(Stated goal): Begin with the line holding "Question. Place a dot on every instance of the dove's leg" and write out each following line to the end of the data, exactly. Pictures are left out.

(Extracted information):
>>>>

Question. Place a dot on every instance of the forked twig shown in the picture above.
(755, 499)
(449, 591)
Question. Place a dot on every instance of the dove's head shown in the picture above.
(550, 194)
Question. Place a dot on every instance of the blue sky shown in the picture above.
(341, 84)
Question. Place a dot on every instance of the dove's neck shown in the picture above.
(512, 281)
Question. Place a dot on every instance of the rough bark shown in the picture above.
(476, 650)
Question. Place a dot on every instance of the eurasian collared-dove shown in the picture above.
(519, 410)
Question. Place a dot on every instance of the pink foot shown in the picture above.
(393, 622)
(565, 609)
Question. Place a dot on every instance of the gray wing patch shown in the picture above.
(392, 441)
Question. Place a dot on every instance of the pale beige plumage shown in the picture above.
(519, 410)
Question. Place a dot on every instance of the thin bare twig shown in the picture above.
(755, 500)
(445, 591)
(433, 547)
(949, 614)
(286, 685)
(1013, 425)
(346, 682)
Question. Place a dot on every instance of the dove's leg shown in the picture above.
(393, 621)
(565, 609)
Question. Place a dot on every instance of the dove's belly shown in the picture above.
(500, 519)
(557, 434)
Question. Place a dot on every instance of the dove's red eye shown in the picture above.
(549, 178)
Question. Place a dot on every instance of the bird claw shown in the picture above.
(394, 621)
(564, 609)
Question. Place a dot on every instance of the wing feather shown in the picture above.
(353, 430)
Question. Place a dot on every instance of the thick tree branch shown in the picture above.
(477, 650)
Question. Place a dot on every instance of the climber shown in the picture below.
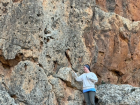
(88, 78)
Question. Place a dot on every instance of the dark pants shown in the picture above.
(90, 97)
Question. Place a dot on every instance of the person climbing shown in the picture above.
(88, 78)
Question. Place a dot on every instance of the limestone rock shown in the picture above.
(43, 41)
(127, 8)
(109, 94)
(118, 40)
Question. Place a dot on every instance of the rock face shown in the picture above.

<<<<

(Answer in full):
Question. Place a dot on every instance of the dove's leg shown in the picture above.
(393, 621)
(565, 609)
Question. Place a dot on every instance of the dove's belly shown in the picture above.
(500, 519)
(557, 434)
Question. Place a dot on every instance of the dove's red eye shown in the picture above.
(549, 178)
Question. Place a dot on every instance of the bird claw shown in the picture above.
(394, 621)
(564, 609)
Question. Place a dot on every instance of the wing feather shown in the picture above.
(353, 430)
Question. Place a dot on every instance of the thick tree branch shown in the picture above.
(477, 650)
Question. Place a dot on every instance of the climber shown in the picture below.
(88, 78)
Question. Place a dot on every instance of the dark pants shown in the picture above.
(90, 97)
Question. Place a dot on every instance of the person climbing shown in the picture above.
(88, 78)
Question. Place a dot on every instance of the limestone rock shown in the picture above.
(43, 41)
(127, 8)
(109, 94)
(118, 40)
Question. Place a dot on every instance of the rock face shown in the picture above.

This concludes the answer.